● Task to carry out: Rewrite the lines from the line with "Target: cloud" to the line with "[[[38,8],[47,6],[46,5],[6,5],[0,4],[0,8],[14,9],[27,9],[29,8]]]", swapping "Kindly" for "Please" and changing nothing else. Give only those lines, and leave out the pictures.

● Extracted information:

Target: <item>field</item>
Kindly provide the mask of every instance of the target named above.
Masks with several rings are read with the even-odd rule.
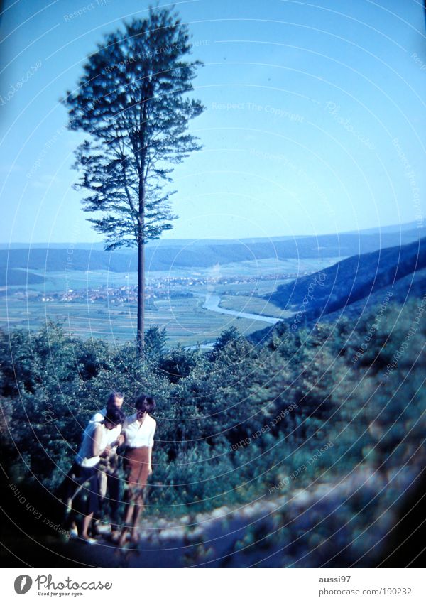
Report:
[[[334,261],[335,259],[300,262],[271,259],[216,265],[208,269],[150,272],[146,283],[153,296],[147,303],[146,327],[165,327],[172,346],[178,343],[185,346],[211,344],[223,330],[232,326],[243,335],[249,335],[264,328],[267,323],[204,309],[202,305],[206,295],[212,293],[219,295],[219,308],[235,311],[236,315],[244,312],[283,318],[288,313],[283,313],[259,296],[272,293],[278,285],[293,280],[297,274],[309,273]],[[75,335],[85,338],[105,339],[117,344],[135,338],[136,304],[134,300],[126,301],[123,298],[126,297],[126,288],[136,285],[136,273],[33,272],[43,276],[45,283],[28,286],[28,289],[23,286],[9,287],[8,290],[2,288],[1,328],[33,330],[40,328],[48,320],[54,320],[62,322]],[[110,288],[111,291],[124,290],[124,293],[121,298],[114,298],[107,292],[105,299],[98,300],[93,292],[99,288],[104,288],[104,290]],[[76,299],[60,300],[61,296],[65,297],[68,292],[73,292],[72,295],[77,292]],[[56,297],[52,298],[54,293]],[[182,293],[192,296],[175,297]]]

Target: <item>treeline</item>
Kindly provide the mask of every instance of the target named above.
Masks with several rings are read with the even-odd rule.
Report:
[[[391,471],[424,439],[425,307],[412,300],[310,330],[281,323],[257,344],[230,329],[207,353],[168,349],[153,328],[143,361],[132,344],[83,341],[55,324],[1,332],[2,462],[15,483],[55,491],[87,420],[116,389],[129,414],[141,392],[157,400],[147,513],[274,496],[362,464]]]

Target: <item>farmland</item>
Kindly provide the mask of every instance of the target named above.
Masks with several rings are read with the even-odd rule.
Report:
[[[225,329],[244,335],[264,328],[261,320],[222,314],[203,308],[207,295],[220,296],[219,308],[285,317],[288,313],[261,298],[297,274],[308,274],[334,259],[244,261],[209,268],[178,268],[148,273],[146,327],[165,327],[170,345],[214,342]],[[84,338],[114,341],[135,338],[134,272],[32,271],[43,283],[2,288],[0,327],[38,329],[48,320],[62,323]]]

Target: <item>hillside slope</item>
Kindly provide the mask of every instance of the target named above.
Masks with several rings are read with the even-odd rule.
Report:
[[[401,246],[353,256],[329,268],[280,285],[268,296],[304,320],[341,312],[361,312],[389,299],[403,302],[426,290],[426,238]]]
[[[395,245],[405,244],[417,239],[419,233],[426,229],[400,232],[373,232],[372,234],[344,233],[320,237],[261,241],[228,241],[214,243],[197,241],[182,245],[158,245],[153,242],[146,247],[146,266],[151,271],[170,270],[174,268],[209,268],[216,264],[261,260],[347,257],[374,251]],[[130,250],[114,253],[97,249],[0,249],[0,274],[11,269],[60,271],[109,270],[112,272],[136,271],[137,256]],[[7,279],[8,282],[9,279]],[[9,284],[11,284],[9,283]]]

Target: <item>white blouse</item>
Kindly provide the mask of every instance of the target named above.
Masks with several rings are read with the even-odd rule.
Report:
[[[76,462],[82,467],[94,467],[101,460],[100,455],[102,454],[108,445],[109,433],[106,428],[102,425],[102,436],[99,445],[99,455],[96,457],[92,456],[93,452],[93,437],[94,430],[99,423],[89,423],[83,435],[83,441],[80,450],[75,457]]]
[[[157,423],[148,414],[146,414],[142,423],[139,423],[137,415],[126,417],[123,423],[121,433],[126,436],[126,444],[131,448],[139,448],[141,446],[154,445],[154,434]]]
[[[105,415],[106,414],[106,408],[102,408],[102,411],[98,411],[97,413],[95,413],[94,415],[92,417],[89,423],[102,423],[105,418]],[[119,425],[117,427],[114,427],[113,429],[110,429],[108,431],[108,434],[106,436],[106,445],[108,446],[111,446],[112,444],[115,443],[117,438],[121,433],[121,425]]]

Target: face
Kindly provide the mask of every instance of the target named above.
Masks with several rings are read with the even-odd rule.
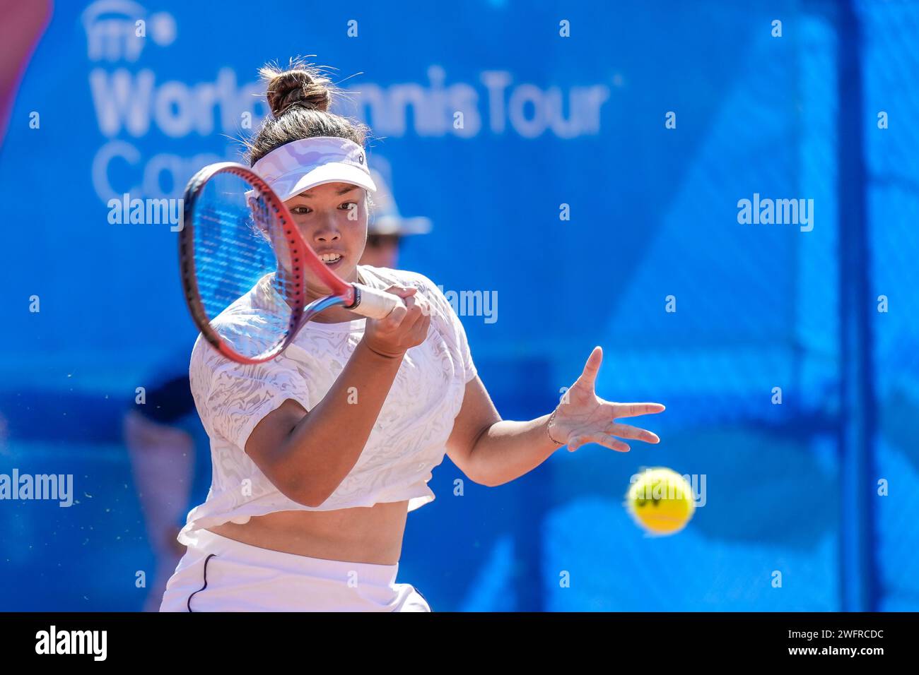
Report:
[[[320,259],[346,281],[357,280],[357,263],[367,242],[367,195],[350,183],[326,183],[311,187],[284,202],[303,240]],[[306,271],[307,292],[313,297],[328,289]]]
[[[399,235],[370,234],[367,238],[367,247],[361,264],[371,267],[391,267],[395,269],[399,264]]]

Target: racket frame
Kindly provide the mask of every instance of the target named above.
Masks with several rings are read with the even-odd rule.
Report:
[[[227,343],[210,326],[210,319],[208,317],[201,303],[201,296],[198,287],[197,268],[195,265],[195,226],[194,212],[195,207],[201,196],[204,185],[219,174],[230,174],[236,175],[255,187],[278,216],[284,232],[284,242],[288,248],[291,262],[291,286],[293,287],[291,301],[288,302],[290,307],[290,319],[288,325],[288,332],[284,340],[279,342],[271,350],[253,358],[239,354],[230,347]],[[179,274],[182,278],[182,289],[185,295],[186,303],[188,305],[188,311],[191,313],[195,325],[201,332],[205,340],[223,356],[241,364],[260,364],[270,361],[287,348],[288,344],[296,337],[297,331],[301,325],[303,317],[303,308],[306,304],[305,282],[303,278],[302,261],[306,256],[316,254],[307,246],[301,235],[300,231],[294,222],[290,211],[275,194],[274,190],[262,180],[257,174],[249,167],[234,162],[220,162],[209,164],[199,171],[188,181],[185,189],[185,203],[183,212],[184,221],[182,230],[178,236],[179,252]],[[278,253],[275,253],[278,258]],[[318,258],[316,258],[318,261]],[[328,270],[326,270],[328,271]],[[336,277],[337,278],[337,277]]]

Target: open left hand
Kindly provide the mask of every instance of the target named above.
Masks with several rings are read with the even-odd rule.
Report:
[[[585,443],[601,445],[627,453],[630,449],[619,438],[633,438],[645,443],[660,443],[657,434],[645,429],[618,424],[622,417],[636,417],[663,412],[660,403],[613,403],[599,398],[594,390],[596,374],[603,361],[603,350],[595,347],[587,357],[584,372],[572,385],[556,408],[555,418],[549,427],[551,438],[564,442],[569,452],[574,452]]]

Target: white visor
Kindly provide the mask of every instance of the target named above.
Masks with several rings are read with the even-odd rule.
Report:
[[[332,136],[300,139],[275,148],[253,167],[281,201],[324,183],[350,183],[375,192],[364,149]]]

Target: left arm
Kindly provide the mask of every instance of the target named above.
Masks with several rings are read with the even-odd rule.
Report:
[[[661,412],[663,405],[613,403],[594,393],[602,359],[603,352],[596,347],[556,409],[551,425],[550,414],[529,422],[502,420],[482,380],[473,377],[466,384],[462,407],[447,441],[448,456],[476,483],[494,487],[528,473],[562,444],[571,452],[585,443],[629,452],[629,445],[615,436],[659,443],[656,434],[616,420]]]

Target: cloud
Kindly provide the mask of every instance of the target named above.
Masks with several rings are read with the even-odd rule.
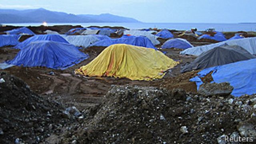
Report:
[[[38,8],[47,6],[46,5],[6,5],[0,4],[0,8],[14,9],[27,9],[29,8]]]

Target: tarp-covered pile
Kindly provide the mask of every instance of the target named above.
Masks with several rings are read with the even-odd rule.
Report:
[[[94,30],[98,30],[98,34],[102,36],[110,36],[111,34],[114,33],[116,31],[116,30],[109,28],[97,28],[90,27],[90,29]],[[96,32],[96,31],[94,31]],[[96,34],[95,33],[94,34]]]
[[[18,66],[64,69],[88,57],[73,45],[43,40],[30,43],[7,63]]]
[[[230,46],[238,45],[252,54],[256,54],[256,37],[241,38],[228,40],[202,46],[189,48],[182,52],[180,54],[199,56],[202,53],[221,46],[225,43]]]
[[[124,34],[134,36],[145,36],[148,38],[154,45],[160,44],[160,42],[157,40],[158,37],[148,32],[138,30],[126,30],[124,32]]]
[[[168,30],[164,29],[156,34],[156,36],[163,38],[173,38],[173,34]]]
[[[4,32],[8,34],[25,34],[32,35],[35,34],[31,30],[25,27],[8,30]]]
[[[192,47],[193,46],[186,40],[177,38],[167,40],[163,44],[162,48],[186,49]]]
[[[203,53],[189,64],[183,66],[180,72],[203,69],[255,58],[256,56],[239,46],[225,44]]]
[[[213,82],[228,82],[234,87],[231,94],[235,96],[256,93],[256,59],[236,62],[204,69],[190,79],[195,82],[198,89],[202,82],[200,78],[213,71]]]
[[[90,76],[150,80],[162,78],[165,71],[178,64],[152,48],[117,44],[105,49],[91,62],[75,72]]]
[[[110,38],[107,36],[97,35],[88,36],[62,35],[61,36],[70,43],[77,46],[82,46],[84,48],[87,48],[90,45],[100,40]]]
[[[56,31],[52,31],[52,30],[49,30],[45,31],[44,32],[46,33],[47,34],[60,34],[58,32]]]
[[[237,39],[240,39],[244,38],[242,36],[241,36],[239,34],[236,34],[234,36],[228,39],[228,40],[235,40]]]
[[[106,39],[96,42],[92,44],[92,46],[108,46],[118,44],[127,44],[157,50],[148,38],[142,36],[123,36],[119,38]]]
[[[87,28],[86,30],[84,30],[83,32],[82,33],[82,35],[92,35],[97,34],[100,30],[93,30],[90,28]]]
[[[86,30],[86,28],[72,28],[72,29],[69,30],[68,32],[65,33],[67,35],[72,35],[75,34],[76,33],[82,33],[84,30]]]
[[[225,35],[222,32],[215,32],[216,34],[213,36],[212,36],[207,34],[205,34],[198,38],[198,40],[202,38],[213,40],[218,42],[222,42],[227,40],[225,37]]]
[[[18,36],[18,35],[15,35]],[[20,42],[12,35],[0,35],[0,47],[8,46],[15,46]]]
[[[16,49],[21,49],[28,46],[31,42],[39,40],[50,40],[54,42],[68,43],[68,42],[58,34],[37,35],[28,38],[22,42],[17,45],[14,48]]]

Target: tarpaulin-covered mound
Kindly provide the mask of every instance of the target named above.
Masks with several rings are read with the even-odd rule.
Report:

● Full answer:
Target: cloud
Please provide the mask of every instance of the target named above.
Masks with several rings are read with the even-odd rule.
Report:
[[[38,8],[47,6],[46,5],[6,5],[0,4],[0,8],[14,9],[27,9],[29,8]]]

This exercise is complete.